Lines before the one containing "If you could tag the car taillight" are excluded; reproduce that line and all lines after it in the entries below, exactly.
━━━ RECORDS FOR THIS EXERCISE ━━━
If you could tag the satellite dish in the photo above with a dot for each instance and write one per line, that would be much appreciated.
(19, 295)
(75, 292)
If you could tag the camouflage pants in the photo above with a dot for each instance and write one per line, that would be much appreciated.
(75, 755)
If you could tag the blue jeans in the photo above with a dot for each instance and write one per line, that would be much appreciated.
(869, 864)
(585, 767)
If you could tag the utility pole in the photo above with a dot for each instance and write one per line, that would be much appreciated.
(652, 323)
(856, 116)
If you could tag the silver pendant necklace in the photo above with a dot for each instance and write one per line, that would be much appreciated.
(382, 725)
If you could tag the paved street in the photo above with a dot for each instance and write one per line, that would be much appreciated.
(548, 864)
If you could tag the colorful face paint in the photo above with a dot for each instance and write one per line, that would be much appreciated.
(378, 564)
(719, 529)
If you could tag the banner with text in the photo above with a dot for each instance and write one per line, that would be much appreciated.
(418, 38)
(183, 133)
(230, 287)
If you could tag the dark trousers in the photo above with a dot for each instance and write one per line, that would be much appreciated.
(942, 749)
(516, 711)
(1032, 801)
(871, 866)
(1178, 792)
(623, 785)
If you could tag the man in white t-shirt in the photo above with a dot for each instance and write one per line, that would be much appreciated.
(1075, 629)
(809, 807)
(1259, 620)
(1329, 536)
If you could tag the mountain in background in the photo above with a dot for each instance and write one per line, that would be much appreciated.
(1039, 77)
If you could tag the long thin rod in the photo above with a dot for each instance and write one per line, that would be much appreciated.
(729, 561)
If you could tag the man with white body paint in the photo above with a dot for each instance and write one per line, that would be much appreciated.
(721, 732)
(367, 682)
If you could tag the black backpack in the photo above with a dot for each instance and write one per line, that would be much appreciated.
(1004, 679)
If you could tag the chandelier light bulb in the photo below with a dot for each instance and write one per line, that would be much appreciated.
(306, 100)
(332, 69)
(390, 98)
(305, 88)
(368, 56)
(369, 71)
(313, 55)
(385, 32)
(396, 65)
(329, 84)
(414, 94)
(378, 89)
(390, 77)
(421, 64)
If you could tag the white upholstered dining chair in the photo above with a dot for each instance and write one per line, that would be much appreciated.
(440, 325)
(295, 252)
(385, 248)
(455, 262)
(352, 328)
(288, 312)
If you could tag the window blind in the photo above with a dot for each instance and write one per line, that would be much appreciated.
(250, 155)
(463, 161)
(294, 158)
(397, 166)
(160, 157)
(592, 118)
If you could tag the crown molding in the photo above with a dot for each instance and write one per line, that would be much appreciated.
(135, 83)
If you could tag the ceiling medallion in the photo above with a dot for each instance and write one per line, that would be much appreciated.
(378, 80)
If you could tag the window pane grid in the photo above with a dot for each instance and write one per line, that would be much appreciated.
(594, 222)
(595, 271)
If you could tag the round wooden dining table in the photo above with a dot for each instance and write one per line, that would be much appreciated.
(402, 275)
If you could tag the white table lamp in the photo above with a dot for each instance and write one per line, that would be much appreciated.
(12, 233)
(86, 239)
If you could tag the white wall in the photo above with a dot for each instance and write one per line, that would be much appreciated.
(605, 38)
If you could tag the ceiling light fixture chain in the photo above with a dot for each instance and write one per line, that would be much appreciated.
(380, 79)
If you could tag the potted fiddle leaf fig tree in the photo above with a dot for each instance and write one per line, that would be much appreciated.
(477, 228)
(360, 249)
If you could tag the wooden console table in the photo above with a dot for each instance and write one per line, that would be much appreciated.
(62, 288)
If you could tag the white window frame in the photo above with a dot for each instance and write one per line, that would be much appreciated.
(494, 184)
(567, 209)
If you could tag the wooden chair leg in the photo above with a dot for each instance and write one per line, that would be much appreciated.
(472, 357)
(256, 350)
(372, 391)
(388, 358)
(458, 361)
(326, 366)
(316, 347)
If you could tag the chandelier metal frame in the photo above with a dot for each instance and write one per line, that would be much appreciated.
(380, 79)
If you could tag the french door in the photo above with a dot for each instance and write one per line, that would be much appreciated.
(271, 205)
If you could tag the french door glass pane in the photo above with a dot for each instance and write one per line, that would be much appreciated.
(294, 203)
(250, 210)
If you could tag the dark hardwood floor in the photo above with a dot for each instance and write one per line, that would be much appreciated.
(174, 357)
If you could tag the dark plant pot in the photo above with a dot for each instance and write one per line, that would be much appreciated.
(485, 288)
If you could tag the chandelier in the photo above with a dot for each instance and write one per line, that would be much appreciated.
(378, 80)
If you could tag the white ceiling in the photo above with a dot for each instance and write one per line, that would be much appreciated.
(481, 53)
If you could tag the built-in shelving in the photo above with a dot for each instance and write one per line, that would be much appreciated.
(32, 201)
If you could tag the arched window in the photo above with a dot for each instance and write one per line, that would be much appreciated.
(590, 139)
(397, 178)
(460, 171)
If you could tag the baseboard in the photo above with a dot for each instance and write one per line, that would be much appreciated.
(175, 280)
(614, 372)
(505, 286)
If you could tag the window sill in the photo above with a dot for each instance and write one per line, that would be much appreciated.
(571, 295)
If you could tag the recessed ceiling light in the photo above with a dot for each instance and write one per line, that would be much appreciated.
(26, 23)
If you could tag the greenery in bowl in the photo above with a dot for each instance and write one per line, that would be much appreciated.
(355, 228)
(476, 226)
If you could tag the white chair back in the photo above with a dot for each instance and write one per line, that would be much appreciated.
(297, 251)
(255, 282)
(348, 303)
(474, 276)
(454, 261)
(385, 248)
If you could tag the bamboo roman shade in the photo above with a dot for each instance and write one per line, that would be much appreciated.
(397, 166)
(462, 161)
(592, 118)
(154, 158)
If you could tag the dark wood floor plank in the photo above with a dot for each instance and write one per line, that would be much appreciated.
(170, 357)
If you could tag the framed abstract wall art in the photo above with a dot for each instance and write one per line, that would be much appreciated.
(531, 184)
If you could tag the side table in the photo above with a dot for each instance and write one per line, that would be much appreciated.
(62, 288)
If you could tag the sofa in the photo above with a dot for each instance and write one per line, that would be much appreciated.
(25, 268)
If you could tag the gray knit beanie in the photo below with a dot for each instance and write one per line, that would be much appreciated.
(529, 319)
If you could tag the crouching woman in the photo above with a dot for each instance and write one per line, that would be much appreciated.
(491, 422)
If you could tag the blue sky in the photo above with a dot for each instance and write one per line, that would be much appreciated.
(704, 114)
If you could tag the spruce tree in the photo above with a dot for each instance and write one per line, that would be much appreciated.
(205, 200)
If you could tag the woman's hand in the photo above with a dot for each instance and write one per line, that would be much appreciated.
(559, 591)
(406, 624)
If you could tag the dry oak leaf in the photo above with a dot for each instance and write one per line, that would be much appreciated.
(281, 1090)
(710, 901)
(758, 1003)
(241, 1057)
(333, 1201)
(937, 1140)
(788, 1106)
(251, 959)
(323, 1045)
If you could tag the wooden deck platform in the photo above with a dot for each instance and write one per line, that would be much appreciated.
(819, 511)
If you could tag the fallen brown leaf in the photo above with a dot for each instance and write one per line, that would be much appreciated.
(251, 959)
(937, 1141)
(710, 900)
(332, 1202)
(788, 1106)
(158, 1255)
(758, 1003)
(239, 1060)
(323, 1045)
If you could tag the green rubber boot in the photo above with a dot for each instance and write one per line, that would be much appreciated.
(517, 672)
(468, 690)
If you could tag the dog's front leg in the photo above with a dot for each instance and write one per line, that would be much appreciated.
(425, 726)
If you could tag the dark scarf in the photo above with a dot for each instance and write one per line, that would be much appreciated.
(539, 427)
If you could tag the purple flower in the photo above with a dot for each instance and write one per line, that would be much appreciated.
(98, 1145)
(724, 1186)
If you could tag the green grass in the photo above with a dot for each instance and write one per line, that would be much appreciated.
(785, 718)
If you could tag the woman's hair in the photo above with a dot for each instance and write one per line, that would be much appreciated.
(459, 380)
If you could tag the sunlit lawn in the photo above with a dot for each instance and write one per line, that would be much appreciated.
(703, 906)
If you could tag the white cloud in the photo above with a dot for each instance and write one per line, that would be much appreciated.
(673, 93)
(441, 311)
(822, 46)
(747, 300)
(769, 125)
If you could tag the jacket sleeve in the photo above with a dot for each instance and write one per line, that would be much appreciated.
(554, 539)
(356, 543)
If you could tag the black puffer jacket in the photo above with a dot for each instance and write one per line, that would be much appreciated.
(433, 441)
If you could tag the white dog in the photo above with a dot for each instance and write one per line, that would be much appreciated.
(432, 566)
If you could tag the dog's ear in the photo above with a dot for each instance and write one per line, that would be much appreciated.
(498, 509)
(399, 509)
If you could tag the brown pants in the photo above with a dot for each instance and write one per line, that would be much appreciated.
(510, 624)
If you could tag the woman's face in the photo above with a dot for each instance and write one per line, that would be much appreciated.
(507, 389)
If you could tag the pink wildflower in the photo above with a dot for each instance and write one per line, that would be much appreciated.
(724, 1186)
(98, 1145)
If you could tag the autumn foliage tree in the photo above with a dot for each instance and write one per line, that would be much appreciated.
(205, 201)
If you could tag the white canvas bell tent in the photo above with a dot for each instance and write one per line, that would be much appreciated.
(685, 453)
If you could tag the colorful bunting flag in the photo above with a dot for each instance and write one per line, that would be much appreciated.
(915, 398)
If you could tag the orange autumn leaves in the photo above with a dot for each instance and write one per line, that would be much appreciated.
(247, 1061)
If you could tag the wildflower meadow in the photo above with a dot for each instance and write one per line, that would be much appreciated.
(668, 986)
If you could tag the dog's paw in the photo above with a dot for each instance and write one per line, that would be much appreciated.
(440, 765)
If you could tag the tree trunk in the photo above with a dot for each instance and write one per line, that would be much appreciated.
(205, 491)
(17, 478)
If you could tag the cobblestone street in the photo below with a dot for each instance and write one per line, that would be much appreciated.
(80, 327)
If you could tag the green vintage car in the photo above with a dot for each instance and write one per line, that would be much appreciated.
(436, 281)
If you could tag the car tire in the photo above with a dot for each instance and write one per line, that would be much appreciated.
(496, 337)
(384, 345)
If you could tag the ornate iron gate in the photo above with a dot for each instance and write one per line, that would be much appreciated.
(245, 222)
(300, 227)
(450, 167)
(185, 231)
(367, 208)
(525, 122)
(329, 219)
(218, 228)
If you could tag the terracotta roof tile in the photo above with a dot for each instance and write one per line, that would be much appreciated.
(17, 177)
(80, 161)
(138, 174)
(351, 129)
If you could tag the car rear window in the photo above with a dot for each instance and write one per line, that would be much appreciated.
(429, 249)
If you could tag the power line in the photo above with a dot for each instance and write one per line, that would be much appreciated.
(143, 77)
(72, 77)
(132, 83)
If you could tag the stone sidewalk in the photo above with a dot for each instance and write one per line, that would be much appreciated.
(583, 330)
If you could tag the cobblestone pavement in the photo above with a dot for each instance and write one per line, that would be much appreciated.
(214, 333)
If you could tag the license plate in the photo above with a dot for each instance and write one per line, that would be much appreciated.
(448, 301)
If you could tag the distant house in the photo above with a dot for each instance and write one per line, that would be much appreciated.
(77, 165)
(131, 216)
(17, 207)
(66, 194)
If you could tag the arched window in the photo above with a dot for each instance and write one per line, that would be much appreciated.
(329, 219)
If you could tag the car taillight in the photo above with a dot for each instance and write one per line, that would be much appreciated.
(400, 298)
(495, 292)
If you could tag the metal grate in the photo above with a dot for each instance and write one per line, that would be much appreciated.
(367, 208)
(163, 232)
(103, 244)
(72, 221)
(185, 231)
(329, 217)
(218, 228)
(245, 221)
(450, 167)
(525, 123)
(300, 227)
━━━
TASK OUTPUT -
If you could tag the car taillight in the photo above with a dot for each instance and write one per line, that would be much appreciated.
(400, 298)
(495, 292)
If you could tag the metal grate in the photo above with a dot for each instance and write one per line, that would be much appreciated.
(367, 208)
(163, 232)
(103, 244)
(72, 221)
(185, 231)
(329, 217)
(218, 228)
(245, 221)
(450, 167)
(525, 123)
(300, 227)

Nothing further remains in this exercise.